# Exercise inputs
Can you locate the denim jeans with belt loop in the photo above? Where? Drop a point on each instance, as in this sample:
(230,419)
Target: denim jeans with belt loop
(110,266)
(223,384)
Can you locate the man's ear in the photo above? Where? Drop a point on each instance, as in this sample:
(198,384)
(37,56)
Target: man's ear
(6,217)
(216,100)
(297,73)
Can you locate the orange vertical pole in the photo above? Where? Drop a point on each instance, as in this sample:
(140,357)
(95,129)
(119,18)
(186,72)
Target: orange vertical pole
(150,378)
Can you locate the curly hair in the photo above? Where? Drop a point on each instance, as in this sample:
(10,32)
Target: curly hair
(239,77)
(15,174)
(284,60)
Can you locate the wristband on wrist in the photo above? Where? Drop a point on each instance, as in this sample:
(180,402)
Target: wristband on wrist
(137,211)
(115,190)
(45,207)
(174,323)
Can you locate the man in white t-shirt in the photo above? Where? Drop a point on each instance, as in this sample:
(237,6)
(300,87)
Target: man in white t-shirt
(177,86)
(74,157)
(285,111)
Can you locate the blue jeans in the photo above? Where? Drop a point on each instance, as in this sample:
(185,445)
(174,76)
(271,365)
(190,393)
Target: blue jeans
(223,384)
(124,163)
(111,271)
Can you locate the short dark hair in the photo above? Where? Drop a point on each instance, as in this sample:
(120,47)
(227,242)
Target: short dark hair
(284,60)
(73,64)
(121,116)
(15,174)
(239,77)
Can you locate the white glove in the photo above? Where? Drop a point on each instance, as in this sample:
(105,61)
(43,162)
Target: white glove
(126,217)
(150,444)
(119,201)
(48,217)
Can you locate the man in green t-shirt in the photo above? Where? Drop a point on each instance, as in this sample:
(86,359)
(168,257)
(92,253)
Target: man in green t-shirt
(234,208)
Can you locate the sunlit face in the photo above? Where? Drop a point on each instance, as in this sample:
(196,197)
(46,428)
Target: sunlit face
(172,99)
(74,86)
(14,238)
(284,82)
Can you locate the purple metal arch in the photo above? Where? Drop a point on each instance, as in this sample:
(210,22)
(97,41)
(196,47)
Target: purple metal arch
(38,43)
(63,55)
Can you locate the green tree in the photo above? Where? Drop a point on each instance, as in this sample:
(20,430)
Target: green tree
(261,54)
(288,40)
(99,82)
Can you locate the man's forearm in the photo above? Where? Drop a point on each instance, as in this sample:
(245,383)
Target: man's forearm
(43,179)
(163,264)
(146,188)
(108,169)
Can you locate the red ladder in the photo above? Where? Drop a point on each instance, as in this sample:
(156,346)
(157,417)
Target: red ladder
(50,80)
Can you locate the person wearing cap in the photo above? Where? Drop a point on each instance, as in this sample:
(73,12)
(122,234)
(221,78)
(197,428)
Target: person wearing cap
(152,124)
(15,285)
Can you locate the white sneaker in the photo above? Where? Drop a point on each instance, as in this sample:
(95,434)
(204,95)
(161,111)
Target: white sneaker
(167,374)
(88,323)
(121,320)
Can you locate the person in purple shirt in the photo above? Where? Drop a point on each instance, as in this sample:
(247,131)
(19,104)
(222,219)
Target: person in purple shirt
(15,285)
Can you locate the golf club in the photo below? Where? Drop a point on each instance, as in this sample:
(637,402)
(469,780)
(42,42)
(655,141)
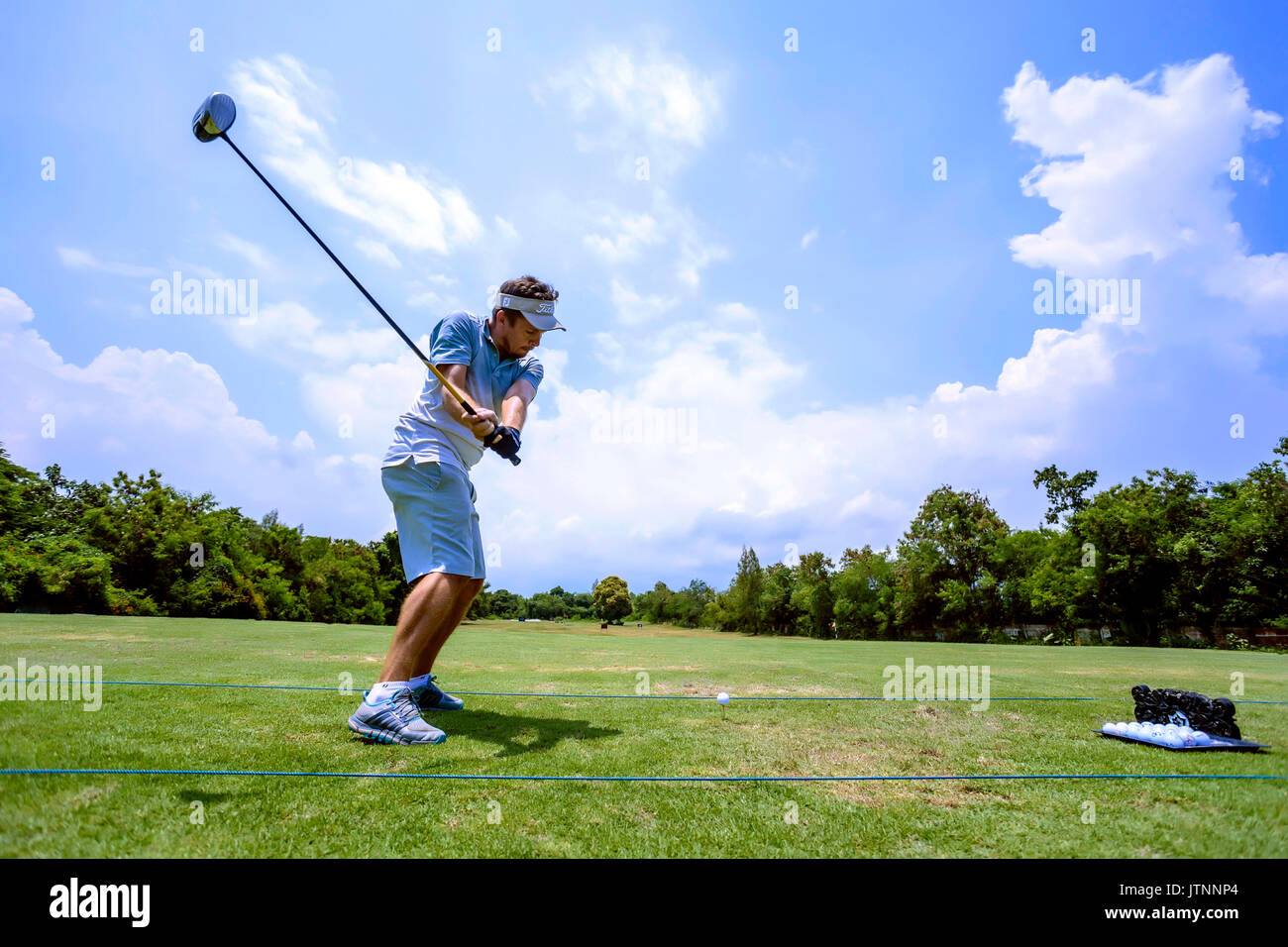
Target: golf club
(213,120)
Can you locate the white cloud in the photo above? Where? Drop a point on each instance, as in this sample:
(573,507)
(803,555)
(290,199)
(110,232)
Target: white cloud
(626,237)
(651,101)
(253,253)
(1140,169)
(399,205)
(290,334)
(133,410)
(634,308)
(73,258)
(377,252)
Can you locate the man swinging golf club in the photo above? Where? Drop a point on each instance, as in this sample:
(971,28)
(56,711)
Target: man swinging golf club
(425,471)
(425,474)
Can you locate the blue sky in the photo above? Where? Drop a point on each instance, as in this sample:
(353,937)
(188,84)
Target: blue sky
(437,167)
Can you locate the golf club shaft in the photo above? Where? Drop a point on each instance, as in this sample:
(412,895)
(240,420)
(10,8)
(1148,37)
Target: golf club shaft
(465,405)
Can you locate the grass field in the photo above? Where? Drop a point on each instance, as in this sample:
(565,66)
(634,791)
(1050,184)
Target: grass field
(299,731)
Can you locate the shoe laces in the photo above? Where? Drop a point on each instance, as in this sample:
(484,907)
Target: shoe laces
(404,706)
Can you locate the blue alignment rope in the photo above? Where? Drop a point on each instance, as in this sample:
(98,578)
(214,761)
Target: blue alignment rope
(631,696)
(644,779)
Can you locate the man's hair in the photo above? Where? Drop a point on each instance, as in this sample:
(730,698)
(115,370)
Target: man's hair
(528,286)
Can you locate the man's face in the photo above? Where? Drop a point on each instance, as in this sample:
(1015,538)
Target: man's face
(514,335)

# What to do
Every entry must be transcribed exactly. Pictures do not belong in the copy.

# Solution below
Can you locate the denim jeans with belt loop in the photo above? Where? Drop a point on each instance, as in this sample:
(230,419)
Target: denim jeans with belt loop
(110,266)
(223,384)
Can you locate the man's ear in the photo above? Where? Drop a point on each instance, as in this sample:
(198,384)
(37,56)
Target: man's ear
(6,217)
(216,100)
(297,73)
Can you locate the orange vertical pole in the photo above? Where? Drop a point on each instance, as in this sample:
(140,357)
(95,129)
(119,18)
(186,72)
Target: orange vertical pole
(150,378)
Can you locate the curly hair in the photo above? Where? Drop a point on each instance, as in this sample:
(10,32)
Target: curly hair
(239,77)
(15,174)
(284,60)
Can you locate the wristband on wrist in the photo above? Where? Drop a point on each instance, as in this sample:
(180,402)
Target: wristband on wrist
(137,211)
(115,190)
(45,207)
(174,323)
Can you locate the man in white t-shirt in the photo above? Where? Drop a point on each instance, as in this sample:
(237,6)
(300,87)
Target: man in white t-shirt
(177,86)
(74,157)
(285,111)
Can you locate the blue jeans in the photo above? Where? Drop a point on each instance, as in this sample:
(185,445)
(174,76)
(271,365)
(190,393)
Target: blue jeans
(223,384)
(124,163)
(111,271)
Can you locate the short dark hair in the photo above? Where? Drop a point on each instance, as in this sample:
(120,47)
(227,242)
Target: short dark hair
(284,60)
(73,64)
(121,116)
(15,174)
(239,77)
Can you locate the white glove in the photo above? Where? Drop a point on each instance, as in this sample:
(105,61)
(43,162)
Target: white glove
(126,217)
(150,444)
(119,201)
(48,217)
Can you locate the man in green t-shirt in the photo above? Where? Drop a point on each instance, as in this sample:
(86,359)
(168,257)
(92,253)
Target: man in green t-shirt
(234,208)
Can you locate the sunlit face in the photo above? Where? Drop a point on each instance, as in this sample:
(196,197)
(46,428)
Target: sunlit face
(172,99)
(74,86)
(14,238)
(284,82)
Can you locate the purple metal arch in the photo above? Where? Drop a point on each instance, as in this sample:
(210,22)
(97,41)
(196,47)
Target: purple metal arch
(38,43)
(63,55)
Can you locate the green tree in the photo above? Where? Drop a point on each instance, as in this sample:
(20,430)
Target: green tree
(261,54)
(288,40)
(99,82)
Can you locate the man's forearm in the photo above? Where? Drop a point on each instance, as in this sample:
(245,383)
Target: man's forearm
(43,179)
(163,264)
(146,188)
(108,169)
Can you locate the red ladder in the photo above? Where? Drop a point on each instance, as in this sample:
(156,346)
(157,417)
Target: red ladder
(50,80)
Can you locate the person wearing cap in the photo above? Where? Drop a point on each instance, as in this sample:
(73,12)
(122,234)
(221,78)
(197,428)
Target: person wearing cap
(152,124)
(15,285)
Can you locate the white sneaker in the photo above? Where? Drop a point on each instance, as in this sample:
(95,434)
(204,95)
(161,111)
Target: white sneaker
(167,374)
(88,323)
(121,320)
Can you locate the person in purple shirt in the photo above? Where? Drop a point on each instance, as in this sample:
(247,131)
(19,104)
(222,219)
Target: person in purple shirt
(15,285)
Can you locate the golf club in the photo below? Where? Drop a point on each instance, as in this sample:
(637,402)
(469,780)
(42,42)
(655,141)
Target: golf club
(213,120)
Can you locate the white cloud in the photo above? Where? Drop a point on each instance, as in this sample:
(573,507)
(803,555)
(290,199)
(110,232)
Target: white cloud
(626,237)
(651,101)
(253,253)
(1140,169)
(399,205)
(290,334)
(133,410)
(634,308)
(73,258)
(377,252)
Can you locate the man swinging golf club in the photo above? Where? Drop a point on each instance, as in this sample:
(971,28)
(56,711)
Target: man swinging golf club
(425,471)
(425,474)
Can you locate the blue sky in the photo above? Where? Drop a point on each instance, as in this sample:
(353,937)
(188,84)
Target: blue sky
(437,167)
Can you locate the golf club shaft in the photo above? Where? Drop a point on each instance, as in this sample:
(412,895)
(240,420)
(10,8)
(1148,37)
Target: golf club shaft
(465,405)
Can you locate the grass field in the photo above? Where? Drop a point on each instance, as in this sample:
(565,66)
(634,791)
(1050,184)
Target: grass field
(299,731)
Can you locate the shoe laces in the photo above? Where? Drop a point on each instance, as in this sample:
(484,907)
Target: shoe laces
(404,706)
Can you locate the blue alignment rope in the photo above? Where? Drop a point on each instance, as in this sample:
(98,578)
(214,761)
Target: blue alignment rope
(631,696)
(644,779)
Can you locate the man's hair in the photo above? Where? Drop a point on each instance, as in this sample:
(730,698)
(115,370)
Target: man's hair
(528,286)
Can you locate the man's face in the photo above? Where? Drop a point on each instance, as in this sample:
(1015,538)
Target: man's face
(514,335)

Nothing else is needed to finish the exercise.